[Source records]
══════════════════════════════

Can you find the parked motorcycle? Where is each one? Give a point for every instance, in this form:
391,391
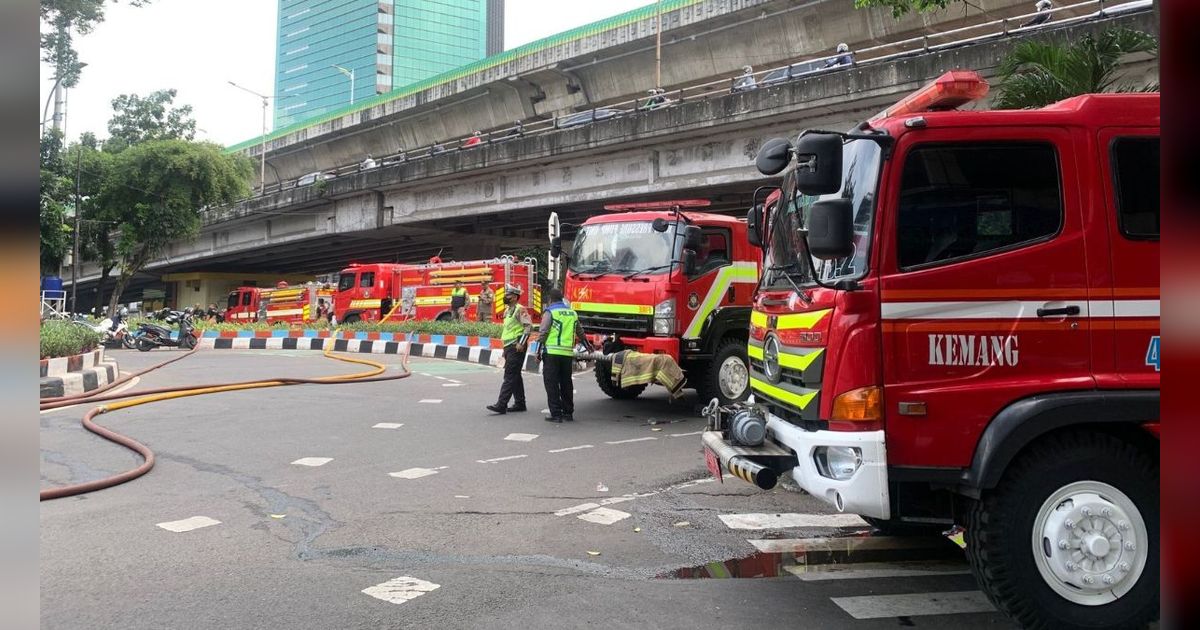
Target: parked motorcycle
112,334
149,336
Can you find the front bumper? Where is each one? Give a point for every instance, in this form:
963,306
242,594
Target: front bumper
867,490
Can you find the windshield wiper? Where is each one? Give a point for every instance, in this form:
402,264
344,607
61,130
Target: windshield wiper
655,268
785,270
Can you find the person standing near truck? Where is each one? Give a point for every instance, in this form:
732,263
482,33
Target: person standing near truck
514,335
559,333
459,301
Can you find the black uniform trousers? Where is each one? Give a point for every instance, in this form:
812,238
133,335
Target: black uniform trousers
513,387
556,373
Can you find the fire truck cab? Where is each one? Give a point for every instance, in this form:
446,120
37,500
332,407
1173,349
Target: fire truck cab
959,324
663,279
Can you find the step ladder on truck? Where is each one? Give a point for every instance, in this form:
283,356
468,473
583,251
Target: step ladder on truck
958,325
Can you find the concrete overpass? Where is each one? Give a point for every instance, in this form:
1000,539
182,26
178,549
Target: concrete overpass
492,199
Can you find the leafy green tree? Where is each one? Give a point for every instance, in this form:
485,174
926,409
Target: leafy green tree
60,18
1036,73
160,187
54,195
153,118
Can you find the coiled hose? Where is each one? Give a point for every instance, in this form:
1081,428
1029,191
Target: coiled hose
166,394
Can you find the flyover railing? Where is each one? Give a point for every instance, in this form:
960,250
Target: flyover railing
804,67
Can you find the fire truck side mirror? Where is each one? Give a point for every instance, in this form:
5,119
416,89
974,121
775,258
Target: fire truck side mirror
689,262
819,163
832,229
754,226
774,156
693,238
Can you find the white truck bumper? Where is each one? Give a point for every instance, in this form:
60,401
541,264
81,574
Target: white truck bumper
864,492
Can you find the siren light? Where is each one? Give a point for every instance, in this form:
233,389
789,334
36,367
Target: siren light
948,91
658,205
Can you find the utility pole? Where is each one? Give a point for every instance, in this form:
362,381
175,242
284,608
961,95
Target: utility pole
75,251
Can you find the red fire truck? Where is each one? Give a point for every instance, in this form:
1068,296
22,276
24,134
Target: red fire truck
959,324
293,305
372,292
663,279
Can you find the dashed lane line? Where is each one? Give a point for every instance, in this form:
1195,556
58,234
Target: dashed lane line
401,589
189,525
915,604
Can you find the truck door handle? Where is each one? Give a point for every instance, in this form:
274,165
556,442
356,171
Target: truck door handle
1063,311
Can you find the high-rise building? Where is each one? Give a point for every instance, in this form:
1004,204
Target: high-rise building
327,48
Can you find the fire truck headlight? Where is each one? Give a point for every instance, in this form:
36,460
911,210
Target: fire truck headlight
838,462
664,318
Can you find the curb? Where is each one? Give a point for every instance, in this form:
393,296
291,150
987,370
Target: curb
70,376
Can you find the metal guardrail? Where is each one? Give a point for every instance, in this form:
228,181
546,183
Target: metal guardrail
660,99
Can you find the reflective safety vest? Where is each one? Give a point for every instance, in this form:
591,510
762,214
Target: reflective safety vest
561,339
513,328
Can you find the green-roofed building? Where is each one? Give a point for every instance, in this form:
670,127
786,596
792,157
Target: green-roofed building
327,46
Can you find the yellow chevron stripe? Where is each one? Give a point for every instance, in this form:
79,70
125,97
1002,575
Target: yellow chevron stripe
797,400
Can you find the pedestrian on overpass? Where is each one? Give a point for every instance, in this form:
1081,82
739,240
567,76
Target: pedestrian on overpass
559,333
515,336
459,298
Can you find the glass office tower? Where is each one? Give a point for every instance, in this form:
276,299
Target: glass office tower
376,46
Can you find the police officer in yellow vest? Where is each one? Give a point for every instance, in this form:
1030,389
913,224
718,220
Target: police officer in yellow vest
559,331
515,334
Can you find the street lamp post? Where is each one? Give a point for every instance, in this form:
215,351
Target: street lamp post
262,167
351,75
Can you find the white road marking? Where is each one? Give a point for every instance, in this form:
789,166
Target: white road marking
604,516
417,473
502,459
912,605
779,521
312,461
187,525
629,441
401,589
571,448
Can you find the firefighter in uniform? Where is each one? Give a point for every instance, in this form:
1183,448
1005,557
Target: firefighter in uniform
514,335
559,331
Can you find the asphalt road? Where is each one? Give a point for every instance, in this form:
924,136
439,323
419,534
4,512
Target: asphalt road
456,517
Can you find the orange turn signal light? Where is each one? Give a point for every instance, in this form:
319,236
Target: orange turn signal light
862,405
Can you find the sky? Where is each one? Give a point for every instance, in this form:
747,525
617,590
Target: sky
197,47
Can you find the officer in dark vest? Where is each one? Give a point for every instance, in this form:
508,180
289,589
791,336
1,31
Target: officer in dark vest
514,335
559,331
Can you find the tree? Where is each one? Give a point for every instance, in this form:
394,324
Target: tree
54,196
160,187
900,7
1036,73
65,16
153,118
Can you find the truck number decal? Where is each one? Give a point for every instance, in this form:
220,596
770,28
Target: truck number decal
973,349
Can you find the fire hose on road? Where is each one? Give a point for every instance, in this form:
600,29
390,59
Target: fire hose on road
166,394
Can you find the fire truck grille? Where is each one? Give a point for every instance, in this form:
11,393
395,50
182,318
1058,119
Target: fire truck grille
621,324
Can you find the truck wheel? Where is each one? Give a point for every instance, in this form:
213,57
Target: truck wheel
1069,537
604,378
727,376
895,527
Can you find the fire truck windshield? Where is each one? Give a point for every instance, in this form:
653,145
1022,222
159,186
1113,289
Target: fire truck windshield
785,261
623,247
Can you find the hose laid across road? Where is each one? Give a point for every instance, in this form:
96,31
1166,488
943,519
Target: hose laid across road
166,394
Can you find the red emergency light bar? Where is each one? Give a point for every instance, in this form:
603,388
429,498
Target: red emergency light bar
658,205
948,91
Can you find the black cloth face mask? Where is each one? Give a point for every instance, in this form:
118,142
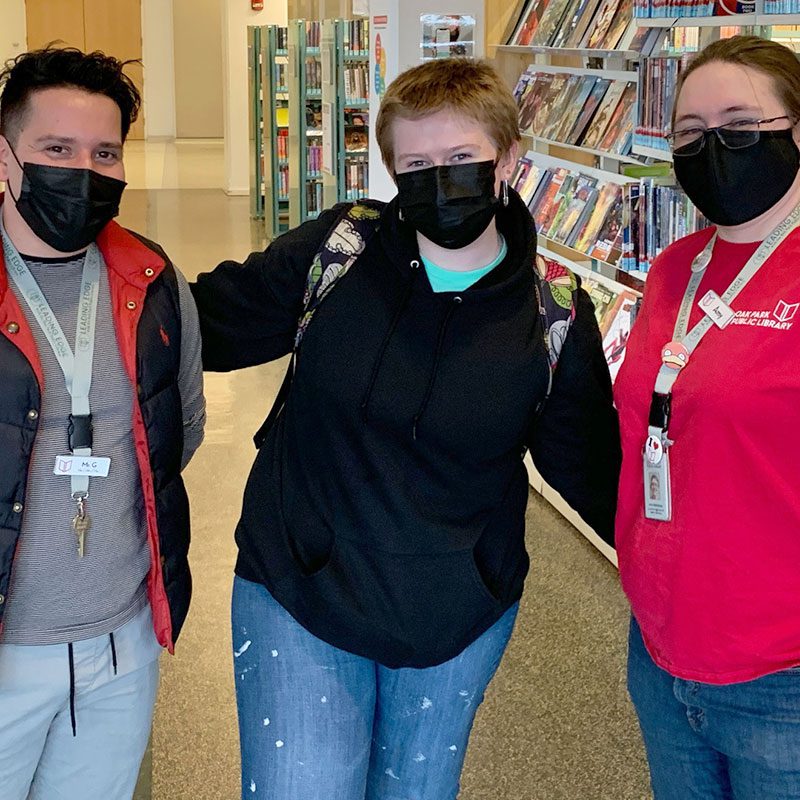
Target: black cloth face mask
731,187
450,205
65,207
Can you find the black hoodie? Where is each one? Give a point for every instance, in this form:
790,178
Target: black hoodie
386,508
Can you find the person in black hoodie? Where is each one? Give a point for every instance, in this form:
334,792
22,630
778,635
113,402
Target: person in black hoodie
381,542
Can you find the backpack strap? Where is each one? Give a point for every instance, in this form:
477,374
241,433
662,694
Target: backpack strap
556,294
345,242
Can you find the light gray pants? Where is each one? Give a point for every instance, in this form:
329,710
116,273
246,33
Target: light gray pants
40,758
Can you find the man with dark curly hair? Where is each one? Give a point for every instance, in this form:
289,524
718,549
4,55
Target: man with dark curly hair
101,408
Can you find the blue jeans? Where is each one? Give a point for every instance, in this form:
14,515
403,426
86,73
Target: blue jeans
706,742
319,723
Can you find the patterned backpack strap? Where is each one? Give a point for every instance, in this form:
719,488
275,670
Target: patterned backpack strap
556,289
343,245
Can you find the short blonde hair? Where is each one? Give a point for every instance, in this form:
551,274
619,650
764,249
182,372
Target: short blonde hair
464,86
770,58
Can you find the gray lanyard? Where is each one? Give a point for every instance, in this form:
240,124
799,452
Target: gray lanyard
77,367
659,413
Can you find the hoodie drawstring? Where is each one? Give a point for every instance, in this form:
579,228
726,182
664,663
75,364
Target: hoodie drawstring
72,689
386,339
435,368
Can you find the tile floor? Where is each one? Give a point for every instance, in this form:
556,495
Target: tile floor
556,725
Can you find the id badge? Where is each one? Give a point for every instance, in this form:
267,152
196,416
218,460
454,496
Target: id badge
86,466
657,488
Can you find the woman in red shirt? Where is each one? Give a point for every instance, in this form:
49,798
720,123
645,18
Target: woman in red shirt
708,527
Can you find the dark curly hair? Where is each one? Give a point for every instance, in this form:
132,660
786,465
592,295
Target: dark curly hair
54,67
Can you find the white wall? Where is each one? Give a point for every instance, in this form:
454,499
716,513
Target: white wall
198,69
236,16
12,29
158,57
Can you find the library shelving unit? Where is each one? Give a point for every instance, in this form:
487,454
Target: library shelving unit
633,59
269,118
345,110
256,109
688,35
305,121
276,129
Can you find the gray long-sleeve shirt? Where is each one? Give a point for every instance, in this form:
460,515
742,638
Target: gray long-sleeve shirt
56,596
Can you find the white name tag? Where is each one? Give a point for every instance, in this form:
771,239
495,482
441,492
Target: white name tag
718,312
87,466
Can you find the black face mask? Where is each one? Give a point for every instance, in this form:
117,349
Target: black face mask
65,207
453,205
731,187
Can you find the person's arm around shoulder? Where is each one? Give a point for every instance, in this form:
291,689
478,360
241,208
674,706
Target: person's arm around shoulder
190,373
574,442
249,312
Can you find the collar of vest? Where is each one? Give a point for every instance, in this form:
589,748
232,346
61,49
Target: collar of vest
132,260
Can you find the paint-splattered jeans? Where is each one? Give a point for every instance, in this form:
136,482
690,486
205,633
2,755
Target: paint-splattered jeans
318,723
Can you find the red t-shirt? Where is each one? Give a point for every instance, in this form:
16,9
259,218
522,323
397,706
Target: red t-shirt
716,591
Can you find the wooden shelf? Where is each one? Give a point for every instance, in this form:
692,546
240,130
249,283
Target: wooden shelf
579,149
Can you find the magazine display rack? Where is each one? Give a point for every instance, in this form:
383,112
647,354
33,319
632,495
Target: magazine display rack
345,110
562,52
305,121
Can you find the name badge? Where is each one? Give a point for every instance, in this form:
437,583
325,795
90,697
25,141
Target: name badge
716,310
85,466
657,488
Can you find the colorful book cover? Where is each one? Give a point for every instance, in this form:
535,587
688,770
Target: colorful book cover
601,25
531,184
550,22
609,193
576,105
574,204
589,108
586,214
549,221
544,206
599,124
565,100
529,24
548,107
621,123
618,26
529,110
608,244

══════════════════════════════

■ WHAT THE TASK ASKS ■
Only those lines running from the one containing "Can you find the wooden" through the last line of the data above are to be copied, exactly, with both ends included.

■ WRITTEN RESPONSE ■
Can you find the wooden shelf? Where is each one? Give a point for every instance, in this form:
692,546
240,130
249,283
Target: wooden shelf
579,149
Can you find the magazine display rack? Where is each one? Give a point for every instance, in this form:
383,112
647,354
33,319
632,495
Target: magazine display rack
345,110
562,52
305,121
Can you find the name badge? Where is each one? Give a point for every instance, in this form:
437,583
325,795
90,697
25,141
Target: name badge
716,310
85,466
657,488
Can you find the colorful book cover? Where is each one? Give a point for every instance, in this form:
535,587
688,770
Target: colorful book cover
601,25
531,184
550,22
609,193
576,105
574,204
589,108
586,214
549,221
544,206
599,124
565,100
529,24
548,107
621,123
618,26
529,110
608,244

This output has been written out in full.